### TASK DETAILS
For the word "negative", state how many lines below contain it. Give no other text.

::::::

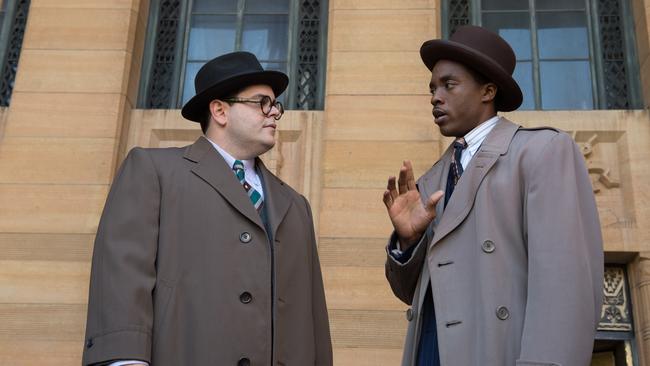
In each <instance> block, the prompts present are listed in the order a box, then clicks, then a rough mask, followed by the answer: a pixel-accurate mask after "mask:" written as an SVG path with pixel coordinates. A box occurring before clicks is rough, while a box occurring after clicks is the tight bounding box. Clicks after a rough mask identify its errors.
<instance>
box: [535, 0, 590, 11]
mask: <svg viewBox="0 0 650 366" xmlns="http://www.w3.org/2000/svg"><path fill="white" fill-rule="evenodd" d="M584 8H585V0H535V9H537V10H548V9H584Z"/></svg>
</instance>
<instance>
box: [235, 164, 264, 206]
mask: <svg viewBox="0 0 650 366" xmlns="http://www.w3.org/2000/svg"><path fill="white" fill-rule="evenodd" d="M232 170H233V171H234V172H235V175H236V176H237V179H239V183H241V185H242V186H244V190H246V193H248V197H249V198H250V199H251V202H253V206H255V209H256V210H259V209H260V206H262V195H261V194H260V193H259V192H258V191H256V190H255V188H253V187H252V186H251V185H250V184H248V182H247V181H246V173H245V172H244V163H242V161H241V160H235V163H234V164H233V165H232Z"/></svg>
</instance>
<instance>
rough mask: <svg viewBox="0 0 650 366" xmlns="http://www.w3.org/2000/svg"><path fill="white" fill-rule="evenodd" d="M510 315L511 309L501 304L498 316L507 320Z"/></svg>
mask: <svg viewBox="0 0 650 366" xmlns="http://www.w3.org/2000/svg"><path fill="white" fill-rule="evenodd" d="M509 317H510V311H509V310H508V308H507V307H505V306H499V307H498V308H497V318H499V319H500V320H506V319H508V318H509Z"/></svg>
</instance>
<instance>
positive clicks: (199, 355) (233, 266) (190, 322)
mask: <svg viewBox="0 0 650 366" xmlns="http://www.w3.org/2000/svg"><path fill="white" fill-rule="evenodd" d="M257 163H258V166H259V167H260V172H261V177H262V179H263V182H264V186H265V203H264V204H265V205H266V208H267V212H268V216H269V224H270V225H269V229H270V230H271V231H272V238H273V242H272V245H273V251H271V250H270V245H269V239H268V238H267V229H266V228H265V226H264V225H263V223H262V221H261V219H260V216H259V215H258V214H257V212H256V211H255V208H254V207H253V205H252V204H251V202H250V200H249V198H248V196H247V195H246V193H245V191H244V190H243V188H242V186H241V184H240V183H239V181H238V180H237V179H236V177H235V175H234V174H233V172H232V170H231V169H230V167H228V166H227V164H226V163H225V161H224V160H223V158H222V157H221V156H220V155H219V154H218V152H217V151H216V150H215V149H214V148H213V147H212V145H211V144H210V142H209V141H207V140H206V139H205V138H203V137H201V138H199V139H198V140H197V141H196V142H195V143H194V144H193V145H191V146H187V147H185V148H168V149H140V148H136V149H134V150H132V151H131V153H130V154H129V156H128V157H127V158H126V160H125V162H124V163H123V165H122V167H121V169H120V171H119V172H118V174H117V176H116V178H115V181H114V183H113V186H112V189H111V192H110V194H109V196H108V199H107V202H106V206H105V209H104V213H103V215H102V219H101V222H100V225H99V230H98V233H97V238H96V241H95V249H94V253H93V264H92V276H91V284H90V299H89V305H88V322H87V326H86V344H85V347H84V354H83V364H84V365H88V364H92V363H96V362H103V361H107V360H112V359H134V360H145V361H148V362H150V363H151V364H152V365H153V366H166V365H169V366H179V365H238V363H240V360H243V361H241V362H243V363H240V364H250V365H270V364H273V365H287V366H294V365H295V366H304V365H331V364H332V350H331V342H330V333H329V325H328V317H327V309H326V306H325V296H324V291H323V283H322V278H321V272H320V265H319V261H318V254H317V251H316V245H315V238H314V231H313V222H312V217H311V211H310V207H309V204H308V203H307V200H306V199H305V198H304V197H302V196H301V195H299V194H298V193H296V192H295V191H294V190H292V189H291V188H289V187H288V186H287V185H285V184H284V183H283V182H281V181H280V180H279V179H278V178H277V177H275V176H274V175H273V174H271V173H270V172H269V171H268V170H267V169H266V168H265V167H264V165H263V164H262V163H261V161H259V160H258V161H257ZM272 358H273V359H272ZM245 359H248V363H247V362H246V360H245Z"/></svg>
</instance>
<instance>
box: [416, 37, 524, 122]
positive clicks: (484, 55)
mask: <svg viewBox="0 0 650 366" xmlns="http://www.w3.org/2000/svg"><path fill="white" fill-rule="evenodd" d="M420 57H422V61H424V64H425V65H426V66H427V68H428V69H429V70H431V69H433V67H434V66H435V64H436V62H438V61H440V60H451V61H455V62H459V63H461V64H463V65H465V66H468V67H470V68H472V69H473V70H475V71H476V72H478V73H479V74H481V75H483V76H485V77H486V78H487V79H488V80H490V81H491V82H493V83H495V84H496V85H497V88H498V90H497V96H496V100H495V106H496V109H497V110H498V111H504V112H509V111H514V110H515V109H517V108H519V106H520V105H521V103H522V101H523V95H522V93H521V89H520V88H519V85H518V84H517V82H516V81H515V79H513V78H512V73H513V71H514V70H515V65H516V63H517V59H516V58H515V53H514V51H513V50H512V47H510V45H509V44H508V42H506V41H505V40H504V39H503V38H501V37H500V36H499V35H497V34H496V33H493V32H492V31H489V30H487V29H485V28H482V27H476V26H472V25H466V26H463V27H459V28H458V29H457V30H456V32H454V34H453V35H452V36H451V37H450V38H449V40H448V41H446V40H442V39H433V40H430V41H426V42H424V43H423V44H422V47H421V48H420Z"/></svg>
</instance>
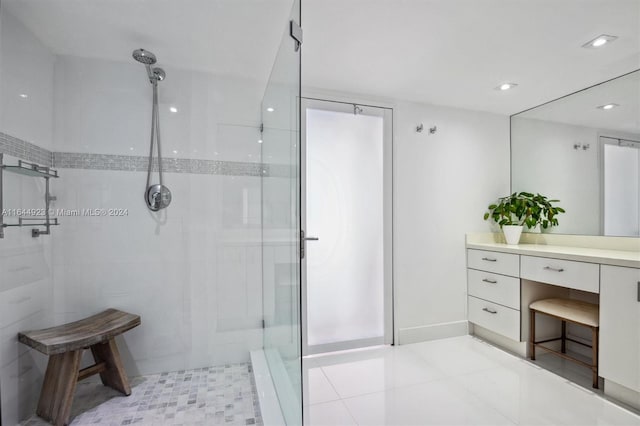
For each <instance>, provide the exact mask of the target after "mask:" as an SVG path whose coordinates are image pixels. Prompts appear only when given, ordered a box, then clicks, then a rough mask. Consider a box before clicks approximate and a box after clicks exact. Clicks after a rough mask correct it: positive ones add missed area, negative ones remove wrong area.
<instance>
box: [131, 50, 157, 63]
mask: <svg viewBox="0 0 640 426" xmlns="http://www.w3.org/2000/svg"><path fill="white" fill-rule="evenodd" d="M131 56H133V59H135V60H136V61H138V62H140V63H142V64H145V65H147V66H149V65H153V64H155V63H156V55H154V54H153V53H151V52H149V51H148V50H144V49H136V50H134V51H133V53H132V54H131Z"/></svg>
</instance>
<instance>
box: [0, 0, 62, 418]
mask: <svg viewBox="0 0 640 426" xmlns="http://www.w3.org/2000/svg"><path fill="white" fill-rule="evenodd" d="M53 63H54V56H53V55H52V54H51V53H50V52H49V51H48V50H47V48H46V47H45V46H44V45H43V44H42V43H41V42H40V41H39V40H37V39H36V38H35V37H34V36H33V35H31V34H30V33H29V32H28V31H27V30H26V28H25V27H24V26H22V24H20V23H19V22H18V21H17V20H15V19H13V18H12V17H11V16H10V15H7V14H6V13H4V12H3V13H2V14H1V15H0V131H2V132H5V133H8V134H10V135H12V136H15V137H19V138H21V139H26V140H29V141H30V142H32V143H36V144H38V145H39V146H41V147H43V148H46V149H51V146H52V143H53V138H52V122H53ZM21 94H22V95H26V97H21V96H20V95H21ZM17 160H18V159H17V158H15V157H10V156H6V155H5V158H4V163H5V164H16V162H17ZM3 189H4V191H3V196H4V200H3V201H4V208H5V209H15V208H23V209H28V208H42V207H44V201H43V200H44V198H43V195H44V180H43V179H39V178H33V177H28V176H20V175H15V174H10V173H4V182H3ZM5 221H6V222H7V223H16V222H17V218H16V217H15V216H13V217H8V218H6V220H5ZM51 253H52V252H51V240H50V239H48V238H47V237H43V238H38V239H34V238H32V237H31V230H30V229H28V228H6V229H5V238H4V239H0V404H1V411H2V419H0V423H2V424H6V425H13V424H15V423H17V421H18V419H20V418H24V417H26V416H29V415H31V413H32V412H33V410H34V409H35V398H34V395H36V396H37V395H38V393H39V388H40V383H41V381H42V374H43V372H44V368H45V365H46V364H45V359H44V357H43V356H41V355H40V354H38V353H34V352H33V351H30V350H28V349H27V347H26V346H24V345H22V344H20V343H19V342H18V339H17V334H18V332H19V331H23V330H27V329H32V328H42V327H45V326H47V325H48V324H50V323H51V320H52V312H53V305H52V303H51V300H52V291H53V285H52V259H51Z"/></svg>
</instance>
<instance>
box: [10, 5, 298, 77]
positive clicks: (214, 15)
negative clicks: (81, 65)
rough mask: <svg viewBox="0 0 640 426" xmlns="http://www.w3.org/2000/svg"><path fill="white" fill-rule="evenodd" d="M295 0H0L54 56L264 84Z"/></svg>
mask: <svg viewBox="0 0 640 426" xmlns="http://www.w3.org/2000/svg"><path fill="white" fill-rule="evenodd" d="M292 4H293V0H2V9H3V11H4V12H7V11H8V12H9V13H10V14H12V15H13V16H15V17H17V18H18V19H19V20H21V21H22V22H23V23H24V24H25V26H26V27H27V28H28V29H29V30H30V31H31V32H33V33H34V34H35V35H36V36H37V37H38V38H39V39H40V40H41V41H42V42H43V43H44V44H45V45H46V46H48V47H49V48H50V49H51V50H52V52H53V53H55V54H64V55H74V56H82V57H90V58H100V59H110V60H116V61H132V59H131V52H132V51H133V50H134V49H136V48H139V47H142V48H145V49H147V50H150V51H151V52H153V53H155V54H156V56H157V57H158V65H159V66H163V65H165V66H167V65H172V66H175V67H179V68H185V69H192V70H201V71H209V72H214V73H217V74H223V75H234V76H241V77H243V78H251V79H255V80H258V81H266V79H267V78H268V76H269V72H270V70H271V68H272V66H273V61H274V58H275V56H276V52H277V50H278V46H279V44H280V40H281V38H282V36H283V34H284V32H285V31H286V30H287V23H288V19H289V14H290V12H291V6H292Z"/></svg>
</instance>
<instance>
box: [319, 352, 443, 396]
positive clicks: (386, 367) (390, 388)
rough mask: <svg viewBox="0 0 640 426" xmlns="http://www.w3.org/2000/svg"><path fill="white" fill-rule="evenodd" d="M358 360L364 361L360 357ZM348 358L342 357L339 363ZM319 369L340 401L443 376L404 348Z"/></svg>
mask: <svg viewBox="0 0 640 426" xmlns="http://www.w3.org/2000/svg"><path fill="white" fill-rule="evenodd" d="M361 358H364V356H363V355H361ZM346 359H348V358H345V357H344V356H343V357H342V358H341V361H345V360H346ZM322 370H323V371H324V372H325V374H326V376H327V378H328V379H329V381H330V382H331V383H332V384H333V386H334V388H335V389H336V391H337V392H338V395H340V397H341V398H348V397H351V396H356V395H363V394H367V393H372V392H378V391H382V390H385V389H391V388H395V387H400V386H408V385H413V384H418V383H425V382H429V381H432V380H436V379H439V378H442V377H444V374H443V373H442V371H440V370H439V369H437V368H436V367H434V366H433V365H431V364H429V363H428V362H427V361H425V360H424V359H422V358H420V357H419V356H417V355H416V354H415V353H413V352H412V351H409V350H407V349H406V348H393V347H390V348H387V349H386V350H376V351H374V352H373V353H371V354H368V355H367V356H366V359H361V360H359V361H355V360H354V361H350V362H340V363H335V364H333V365H330V363H329V362H328V361H327V360H324V362H323V367H322Z"/></svg>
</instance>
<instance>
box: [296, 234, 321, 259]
mask: <svg viewBox="0 0 640 426" xmlns="http://www.w3.org/2000/svg"><path fill="white" fill-rule="evenodd" d="M319 239H320V238H318V237H307V236H306V235H305V232H304V229H301V230H300V259H301V260H302V259H304V255H305V249H304V244H305V242H306V241H318V240H319Z"/></svg>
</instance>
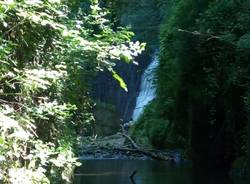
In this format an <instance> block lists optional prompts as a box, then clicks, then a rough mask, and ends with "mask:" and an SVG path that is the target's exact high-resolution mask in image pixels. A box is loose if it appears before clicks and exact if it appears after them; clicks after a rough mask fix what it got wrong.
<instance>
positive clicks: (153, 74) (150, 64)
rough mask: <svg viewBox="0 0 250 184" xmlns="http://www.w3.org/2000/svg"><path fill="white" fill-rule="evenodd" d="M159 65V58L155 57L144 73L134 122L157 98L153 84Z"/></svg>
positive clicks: (137, 98)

::::::

### RESPONSE BELOW
2